Bulk of the industry loans has been extended to the smaller firms (MSMEs), which benefitted from the credit guarantee scheme offered by the government in the wake of the pandemic. Loan growth for MSMEs went up from 3 per cent in 2020 to 31 per cent in 2022. In contrast, lending to large industries has been stagnant in nominal terms during the last two years, implying that it has declined sharply in real terms.
A related problem is that there has been little lending for private sector investment. Over the last one year, bank lending to infrastructure has grown by 9 per cent, up from 3 per cent in 2020, but this was fuelled mainly by public sector capital expenditure. Meanwhile, much of the lending to private industry has been in the form of working capital loans, necessitated by the increase in commodity prices, which has led to a sharp rise in the cost of holding inventories.
Why is there so little lending for investment by large firms? Both demand and supply side factors seem to be at work. On the demand side, private sector investment has been sluggish for nearly a decade. The boom-and-bust of the mid-2000s had saddled firms with excess capacity, giving them little reason to expand their production facilities. In addition, the global financial crisis had shown the dangers of ambitious expansion supported by excessive borrowing, leading firms to conclude that it would be prudent to scale back their plans and instead focus on reducing their debts.

# EXERCISE DATA:

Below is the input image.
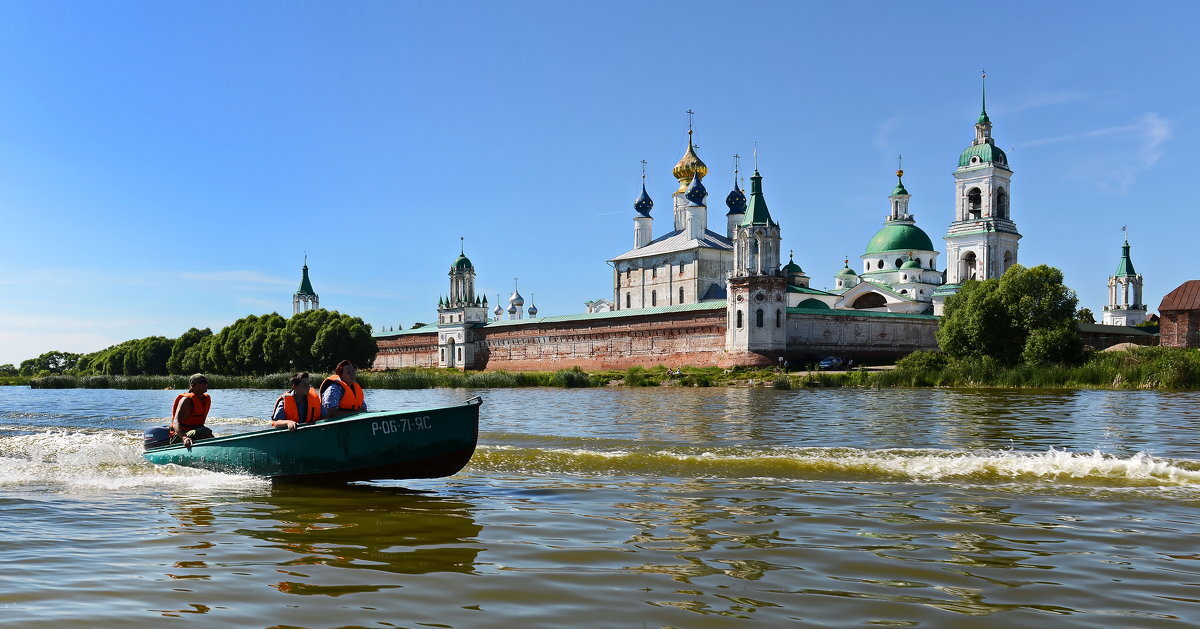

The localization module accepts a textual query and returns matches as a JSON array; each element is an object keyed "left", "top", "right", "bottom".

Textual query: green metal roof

# QUESTIONS TO ANSWER:
A. Answer these from the text on bank lending:
(i) What was the loan growth for MSMEs in 2022?
(ii) By how much has bank lending to infrastructure grown over the last one year?
(iii) For how long has private sector investment been sluggish?
B. Return the passage of the text on bank lending starting with "Why is there" and going on through "reducing their debts.", copied word for word.
The material is separate from the text on bank lending.

# TASK-BY-TASK SOLUTIONS:
A.
(i) 31 per cent
(ii) 9 per cent
(iii) Nearly a decade

B.
Why is there so little lending for investment by large firms? Both demand and supply side factors seem to be at work. On the demand side, private sector investment has been sluggish for nearly a decade. The boom-and-bust of the mid-2000s had saddled firms with excess capacity, giving them little reason to expand their production facilities. In addition, the global financial crisis had shown the dangers of ambitious expansion supported by excessive borrowing, leading firms to conclude that it would be prudent to scale back their plans and instead focus on reducing their debts.